+++ Dataset content +++

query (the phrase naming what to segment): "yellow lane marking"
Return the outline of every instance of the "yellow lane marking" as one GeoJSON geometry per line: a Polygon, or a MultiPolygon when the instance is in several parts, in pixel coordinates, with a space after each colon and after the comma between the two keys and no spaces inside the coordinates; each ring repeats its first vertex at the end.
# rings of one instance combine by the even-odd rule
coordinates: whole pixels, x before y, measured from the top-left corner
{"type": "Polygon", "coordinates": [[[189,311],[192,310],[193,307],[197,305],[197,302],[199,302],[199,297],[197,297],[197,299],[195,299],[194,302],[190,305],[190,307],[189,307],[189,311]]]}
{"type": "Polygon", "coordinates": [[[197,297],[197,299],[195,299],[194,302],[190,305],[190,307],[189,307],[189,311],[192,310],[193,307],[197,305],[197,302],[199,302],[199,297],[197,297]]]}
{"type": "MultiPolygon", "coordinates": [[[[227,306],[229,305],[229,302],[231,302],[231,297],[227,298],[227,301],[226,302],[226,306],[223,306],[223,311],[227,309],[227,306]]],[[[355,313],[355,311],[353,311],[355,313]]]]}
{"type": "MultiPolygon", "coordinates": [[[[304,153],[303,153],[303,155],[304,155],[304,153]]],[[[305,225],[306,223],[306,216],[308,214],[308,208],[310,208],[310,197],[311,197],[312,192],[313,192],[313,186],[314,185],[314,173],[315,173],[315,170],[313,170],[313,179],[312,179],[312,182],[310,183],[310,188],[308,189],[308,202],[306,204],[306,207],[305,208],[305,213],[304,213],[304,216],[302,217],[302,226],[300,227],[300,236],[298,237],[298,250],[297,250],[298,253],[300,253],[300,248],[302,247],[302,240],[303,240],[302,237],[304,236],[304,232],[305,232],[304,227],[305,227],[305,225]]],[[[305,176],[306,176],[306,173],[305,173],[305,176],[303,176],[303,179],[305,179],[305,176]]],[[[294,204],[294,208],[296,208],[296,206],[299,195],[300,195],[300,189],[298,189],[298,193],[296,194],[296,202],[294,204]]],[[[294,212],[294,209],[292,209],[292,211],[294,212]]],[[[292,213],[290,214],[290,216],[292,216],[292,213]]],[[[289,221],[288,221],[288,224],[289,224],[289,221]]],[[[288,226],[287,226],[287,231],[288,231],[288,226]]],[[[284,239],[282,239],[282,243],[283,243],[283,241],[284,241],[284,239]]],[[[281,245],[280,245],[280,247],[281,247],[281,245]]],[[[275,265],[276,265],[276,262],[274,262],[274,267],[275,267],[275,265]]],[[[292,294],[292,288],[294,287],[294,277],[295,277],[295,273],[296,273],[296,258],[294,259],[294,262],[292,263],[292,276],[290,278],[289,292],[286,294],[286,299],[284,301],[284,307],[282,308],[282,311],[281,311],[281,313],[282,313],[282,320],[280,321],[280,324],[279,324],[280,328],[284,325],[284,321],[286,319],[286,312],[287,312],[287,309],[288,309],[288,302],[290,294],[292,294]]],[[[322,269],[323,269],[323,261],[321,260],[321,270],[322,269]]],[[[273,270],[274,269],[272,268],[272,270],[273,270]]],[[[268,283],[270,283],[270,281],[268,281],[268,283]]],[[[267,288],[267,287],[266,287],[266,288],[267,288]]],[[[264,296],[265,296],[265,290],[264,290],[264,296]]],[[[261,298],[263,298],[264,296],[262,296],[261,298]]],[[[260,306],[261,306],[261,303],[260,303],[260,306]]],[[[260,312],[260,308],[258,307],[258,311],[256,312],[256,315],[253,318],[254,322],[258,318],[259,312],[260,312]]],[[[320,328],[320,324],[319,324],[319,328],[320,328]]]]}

+++

» **Required work**
Copy out in full each line above that contains the word "marking".

» **Result of the exercise**
query (the phrase naming what to segment): "yellow lane marking"
Return the outline of every instance of the "yellow lane marking" as one GeoJSON geometry per line: a Polygon, or a MultiPolygon when the instance is in several parts, in pixel coordinates, with a space after each colon and after the comma between the two keys and no spaces inside the coordinates; each ring repeats its first vertex at the end.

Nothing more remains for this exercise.